__STATED PROBLEM__.
How many lines in the entries below contain the word "bird"? Reply with the number alone.

── DATA IN THIS EXERCISE

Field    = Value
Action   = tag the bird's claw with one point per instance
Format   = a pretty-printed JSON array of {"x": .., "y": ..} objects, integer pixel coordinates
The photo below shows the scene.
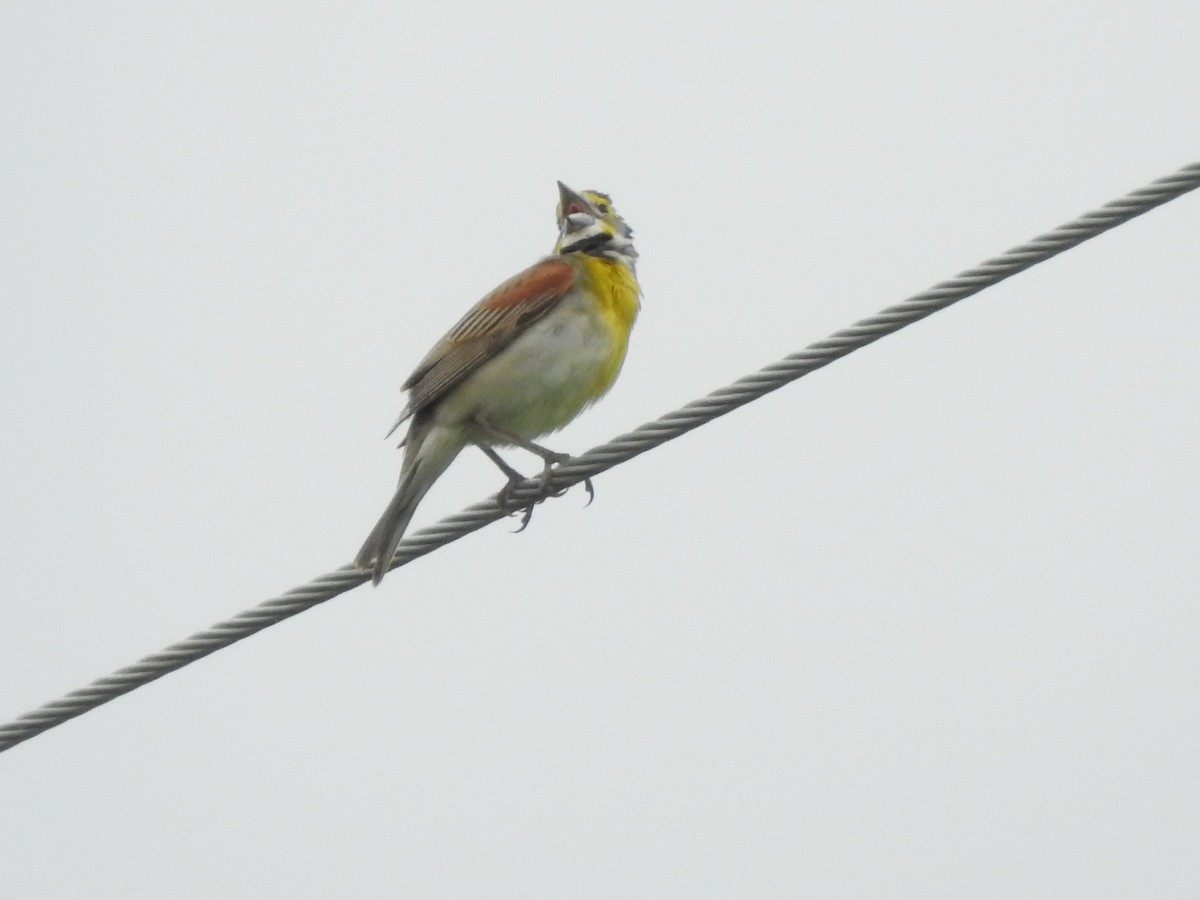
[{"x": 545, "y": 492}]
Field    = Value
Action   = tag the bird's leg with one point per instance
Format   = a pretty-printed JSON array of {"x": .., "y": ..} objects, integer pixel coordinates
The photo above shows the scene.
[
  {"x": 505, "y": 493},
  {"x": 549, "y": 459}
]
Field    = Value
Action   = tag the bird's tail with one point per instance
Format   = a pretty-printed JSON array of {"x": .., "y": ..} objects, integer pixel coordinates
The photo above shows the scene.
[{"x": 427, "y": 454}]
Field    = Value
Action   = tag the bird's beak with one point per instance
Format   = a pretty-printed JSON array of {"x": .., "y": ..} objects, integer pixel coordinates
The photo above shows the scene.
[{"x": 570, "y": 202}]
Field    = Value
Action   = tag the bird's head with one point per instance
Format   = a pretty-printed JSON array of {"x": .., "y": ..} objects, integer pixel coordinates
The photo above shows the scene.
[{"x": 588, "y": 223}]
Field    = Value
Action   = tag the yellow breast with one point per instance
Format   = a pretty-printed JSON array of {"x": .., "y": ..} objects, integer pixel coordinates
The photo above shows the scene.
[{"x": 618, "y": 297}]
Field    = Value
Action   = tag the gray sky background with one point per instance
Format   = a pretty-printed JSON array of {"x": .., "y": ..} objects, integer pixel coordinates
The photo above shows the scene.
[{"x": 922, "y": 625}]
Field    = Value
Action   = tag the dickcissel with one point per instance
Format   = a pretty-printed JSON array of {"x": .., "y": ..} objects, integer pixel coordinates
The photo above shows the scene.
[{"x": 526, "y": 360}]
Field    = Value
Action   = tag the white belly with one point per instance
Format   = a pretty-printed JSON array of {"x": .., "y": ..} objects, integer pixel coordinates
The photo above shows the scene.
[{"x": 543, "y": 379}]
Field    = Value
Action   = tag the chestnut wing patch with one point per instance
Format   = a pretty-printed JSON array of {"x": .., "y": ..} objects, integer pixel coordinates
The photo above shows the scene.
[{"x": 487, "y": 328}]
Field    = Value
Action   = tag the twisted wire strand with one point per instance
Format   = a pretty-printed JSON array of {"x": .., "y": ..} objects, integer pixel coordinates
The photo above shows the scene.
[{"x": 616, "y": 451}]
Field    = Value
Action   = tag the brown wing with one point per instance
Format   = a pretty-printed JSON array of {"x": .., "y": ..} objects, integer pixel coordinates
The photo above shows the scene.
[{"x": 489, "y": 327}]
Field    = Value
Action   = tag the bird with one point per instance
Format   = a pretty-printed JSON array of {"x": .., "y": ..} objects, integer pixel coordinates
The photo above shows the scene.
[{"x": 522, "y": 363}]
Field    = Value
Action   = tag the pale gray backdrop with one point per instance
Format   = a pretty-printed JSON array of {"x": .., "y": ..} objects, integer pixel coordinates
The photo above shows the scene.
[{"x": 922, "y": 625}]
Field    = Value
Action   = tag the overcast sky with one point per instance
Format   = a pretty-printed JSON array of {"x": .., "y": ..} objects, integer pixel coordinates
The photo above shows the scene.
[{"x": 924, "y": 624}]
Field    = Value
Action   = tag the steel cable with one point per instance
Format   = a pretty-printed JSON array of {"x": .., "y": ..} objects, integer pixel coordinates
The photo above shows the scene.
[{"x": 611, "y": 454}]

────

__EXERCISE ANSWER__.
6